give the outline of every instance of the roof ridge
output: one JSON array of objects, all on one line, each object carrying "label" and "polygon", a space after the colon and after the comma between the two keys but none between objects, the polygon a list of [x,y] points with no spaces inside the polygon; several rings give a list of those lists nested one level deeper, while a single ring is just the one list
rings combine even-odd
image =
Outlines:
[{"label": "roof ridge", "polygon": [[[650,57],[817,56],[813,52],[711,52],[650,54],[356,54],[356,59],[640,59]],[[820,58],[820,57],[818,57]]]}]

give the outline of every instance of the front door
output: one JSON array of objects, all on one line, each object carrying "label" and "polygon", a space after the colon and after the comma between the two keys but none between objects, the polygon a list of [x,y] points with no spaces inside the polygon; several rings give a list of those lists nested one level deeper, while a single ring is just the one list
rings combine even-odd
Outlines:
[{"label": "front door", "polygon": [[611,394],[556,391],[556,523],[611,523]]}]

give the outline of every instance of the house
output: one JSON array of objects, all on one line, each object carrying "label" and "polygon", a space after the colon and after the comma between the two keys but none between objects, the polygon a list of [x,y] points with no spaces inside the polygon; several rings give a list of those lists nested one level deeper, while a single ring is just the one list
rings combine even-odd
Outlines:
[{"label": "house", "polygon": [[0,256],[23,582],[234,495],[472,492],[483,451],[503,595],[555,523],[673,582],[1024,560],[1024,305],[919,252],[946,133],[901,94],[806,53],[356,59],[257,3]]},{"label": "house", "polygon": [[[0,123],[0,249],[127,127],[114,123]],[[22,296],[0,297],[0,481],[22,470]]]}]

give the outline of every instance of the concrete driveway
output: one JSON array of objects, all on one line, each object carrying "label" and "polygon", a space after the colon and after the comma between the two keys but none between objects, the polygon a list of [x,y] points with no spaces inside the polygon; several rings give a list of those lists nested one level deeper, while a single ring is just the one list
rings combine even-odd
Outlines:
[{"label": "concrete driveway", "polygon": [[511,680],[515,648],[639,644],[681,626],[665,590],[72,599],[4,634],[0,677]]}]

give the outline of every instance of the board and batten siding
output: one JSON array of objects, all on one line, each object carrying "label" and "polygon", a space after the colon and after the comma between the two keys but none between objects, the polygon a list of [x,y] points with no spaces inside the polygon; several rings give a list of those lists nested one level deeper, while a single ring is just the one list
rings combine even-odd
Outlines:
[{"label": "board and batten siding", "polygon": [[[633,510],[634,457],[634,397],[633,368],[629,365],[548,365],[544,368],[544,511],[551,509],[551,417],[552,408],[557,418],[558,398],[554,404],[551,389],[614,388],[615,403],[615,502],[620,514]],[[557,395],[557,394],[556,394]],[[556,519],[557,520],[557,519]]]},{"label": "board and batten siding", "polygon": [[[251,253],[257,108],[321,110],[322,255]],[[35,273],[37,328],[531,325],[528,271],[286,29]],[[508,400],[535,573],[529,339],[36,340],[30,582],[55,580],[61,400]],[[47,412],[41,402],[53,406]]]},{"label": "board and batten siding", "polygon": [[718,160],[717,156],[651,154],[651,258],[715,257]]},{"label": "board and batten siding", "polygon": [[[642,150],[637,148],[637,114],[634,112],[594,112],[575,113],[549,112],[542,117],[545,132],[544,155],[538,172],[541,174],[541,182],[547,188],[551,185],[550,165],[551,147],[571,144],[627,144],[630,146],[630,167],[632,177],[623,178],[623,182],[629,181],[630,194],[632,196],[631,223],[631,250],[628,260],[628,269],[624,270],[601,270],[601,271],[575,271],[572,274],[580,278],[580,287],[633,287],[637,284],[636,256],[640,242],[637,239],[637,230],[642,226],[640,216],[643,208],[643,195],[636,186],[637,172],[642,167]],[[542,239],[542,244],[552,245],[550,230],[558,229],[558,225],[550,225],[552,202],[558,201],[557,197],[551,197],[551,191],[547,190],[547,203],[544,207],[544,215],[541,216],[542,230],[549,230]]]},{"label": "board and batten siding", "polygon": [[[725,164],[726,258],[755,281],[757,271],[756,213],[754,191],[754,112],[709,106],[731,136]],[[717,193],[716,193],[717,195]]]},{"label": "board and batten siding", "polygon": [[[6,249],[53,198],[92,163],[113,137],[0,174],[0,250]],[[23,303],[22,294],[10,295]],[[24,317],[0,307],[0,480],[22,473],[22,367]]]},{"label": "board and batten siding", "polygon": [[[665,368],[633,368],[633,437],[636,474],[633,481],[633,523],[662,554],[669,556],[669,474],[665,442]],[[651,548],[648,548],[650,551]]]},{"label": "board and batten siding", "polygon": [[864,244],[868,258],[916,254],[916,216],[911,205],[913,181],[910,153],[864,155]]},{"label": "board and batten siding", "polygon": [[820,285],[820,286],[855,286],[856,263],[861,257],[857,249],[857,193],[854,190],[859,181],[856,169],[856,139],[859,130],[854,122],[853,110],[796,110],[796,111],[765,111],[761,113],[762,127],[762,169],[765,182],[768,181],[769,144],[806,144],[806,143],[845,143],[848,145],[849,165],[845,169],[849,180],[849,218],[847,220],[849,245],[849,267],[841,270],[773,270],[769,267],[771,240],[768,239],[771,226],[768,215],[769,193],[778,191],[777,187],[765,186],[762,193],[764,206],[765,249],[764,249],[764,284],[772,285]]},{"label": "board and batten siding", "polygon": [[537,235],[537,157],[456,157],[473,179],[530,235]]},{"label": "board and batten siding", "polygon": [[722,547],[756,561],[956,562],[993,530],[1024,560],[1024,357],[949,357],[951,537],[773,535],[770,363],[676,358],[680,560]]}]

== == ==

- **Work to complete**: Copy every record exactly as presented.

- **Answer in full**:
give the outline of every instance of the roof ridge
output: one JSON array of objects, all on one line, each object carrying "label" and "polygon", a space after the colon and after the comma between the two keys but none between objects, the polygon a list of [x,y] points with no spaces inside the polygon; several rings give a list of those lists nested one level deeper, while a single ring is just the one list
rings combine even-odd
image =
Outlines:
[{"label": "roof ridge", "polygon": [[[650,57],[817,56],[813,52],[711,52],[650,54],[356,54],[356,59],[640,59]],[[820,58],[820,57],[818,57]]]}]

give the outline of every instance of the front door
output: one JSON array of objects, all on one line, each object carrying "label" and "polygon", a space after the colon and after the comma between the two keys but none between objects, the polygon a list of [x,y] points with no spaces inside the polygon; several rings give a list of those lists nested one level deeper, while a single ring is just the one list
rings combine even-odd
Outlines:
[{"label": "front door", "polygon": [[611,394],[556,391],[556,523],[611,523]]}]

give the outline of every instance of the house
output: one JSON array of objects, all on one line, each object carrying "label" and "polygon", a space after the colon and after the comma between the two keys but none between objects, the polygon a list of [x,y] points with no spaces inside the polygon; several rings give a list of those lists nested one level deeper, while a single ring is just the one list
rings combine even-odd
Outlines:
[{"label": "house", "polygon": [[0,256],[23,582],[234,495],[472,492],[483,451],[503,595],[555,523],[673,582],[1024,560],[1024,305],[919,252],[946,133],[901,94],[806,53],[356,59],[257,3]]},{"label": "house", "polygon": [[[0,123],[0,249],[127,127],[114,123]],[[22,296],[0,297],[0,481],[22,470]]]}]

give the outline of every instance of the concrete driveway
output: one JSON array of objects, all on one line, each object carrying "label" and "polygon", a space after the colon and after the comma between the two keys but none between objects, the polygon a list of [x,y] points with no spaces inside the polygon; several rings give a list of those lists nested one level deeper, while a single ring is just the one list
rings combine even-odd
Outlines:
[{"label": "concrete driveway", "polygon": [[511,680],[515,648],[639,644],[681,626],[665,590],[72,599],[4,634],[0,677]]}]

give the outline of every instance of the board and batten siding
output: one JSON array of objects, all on one line, each object carrying "label" and "polygon", a space after the colon and after the comma between the two keys but none between objects, the polygon a list of [x,y] points with no spaces inside the polygon; several rings give a list of those lists nested one level deeper, while a single ring is just the one list
rings combine even-odd
Outlines:
[{"label": "board and batten siding", "polygon": [[[633,510],[634,457],[634,397],[633,368],[629,365],[548,365],[544,368],[544,511],[551,509],[551,417],[552,408],[557,418],[558,398],[554,404],[551,389],[614,388],[615,403],[615,502],[620,514]],[[557,395],[557,394],[556,394]],[[556,519],[557,520],[557,519]]]},{"label": "board and batten siding", "polygon": [[[251,253],[257,108],[321,110],[322,255]],[[35,273],[37,328],[531,325],[528,271],[286,29]],[[508,400],[535,573],[529,339],[36,340],[30,582],[55,580],[61,400]],[[47,412],[41,402],[53,406]]]},{"label": "board and batten siding", "polygon": [[718,160],[717,156],[651,154],[651,258],[715,257]]},{"label": "board and batten siding", "polygon": [[[642,150],[637,148],[637,114],[634,112],[594,112],[575,113],[549,112],[542,117],[545,132],[544,155],[538,172],[541,174],[541,182],[547,188],[551,185],[550,165],[551,147],[571,144],[627,144],[630,146],[630,167],[632,177],[623,178],[623,182],[629,181],[630,194],[632,196],[631,223],[631,250],[628,260],[628,269],[624,270],[601,270],[601,271],[575,271],[572,274],[580,278],[580,287],[633,287],[637,284],[636,256],[640,242],[637,239],[637,230],[642,226],[640,216],[643,208],[643,195],[636,186],[637,172],[642,167]],[[542,239],[542,244],[552,245],[550,230],[558,229],[558,225],[550,225],[552,202],[558,201],[557,197],[551,197],[551,191],[547,190],[547,203],[544,207],[544,215],[541,216],[542,230],[549,230]]]},{"label": "board and batten siding", "polygon": [[[725,164],[726,258],[755,281],[757,271],[756,213],[754,191],[754,112],[709,106],[731,136]],[[717,193],[716,193],[717,195]]]},{"label": "board and batten siding", "polygon": [[[6,249],[53,198],[92,163],[113,137],[0,174],[0,250]],[[23,303],[22,294],[10,295]],[[24,317],[0,307],[0,480],[22,473],[22,367]]]},{"label": "board and batten siding", "polygon": [[[665,368],[633,368],[633,437],[636,474],[633,481],[633,523],[662,554],[669,556],[669,474],[665,442]],[[651,548],[648,548],[650,551]]]},{"label": "board and batten siding", "polygon": [[864,244],[868,258],[916,254],[916,216],[911,205],[913,181],[910,153],[864,155]]},{"label": "board and batten siding", "polygon": [[820,285],[820,286],[855,286],[856,263],[861,257],[857,249],[857,193],[854,190],[859,181],[856,169],[856,139],[859,130],[854,122],[853,110],[796,110],[796,111],[765,111],[761,113],[762,127],[762,169],[765,182],[768,181],[769,144],[806,144],[806,143],[845,143],[848,145],[849,165],[845,169],[849,180],[849,218],[847,220],[849,245],[849,267],[841,270],[773,270],[769,267],[771,240],[768,239],[771,226],[768,215],[769,193],[778,191],[777,187],[765,186],[762,193],[764,206],[765,249],[764,249],[764,284],[772,285]]},{"label": "board and batten siding", "polygon": [[537,235],[537,157],[456,157],[473,179],[530,235]]},{"label": "board and batten siding", "polygon": [[722,547],[756,561],[956,562],[993,530],[1024,560],[1024,357],[949,357],[951,537],[773,535],[770,363],[676,358],[680,560]]}]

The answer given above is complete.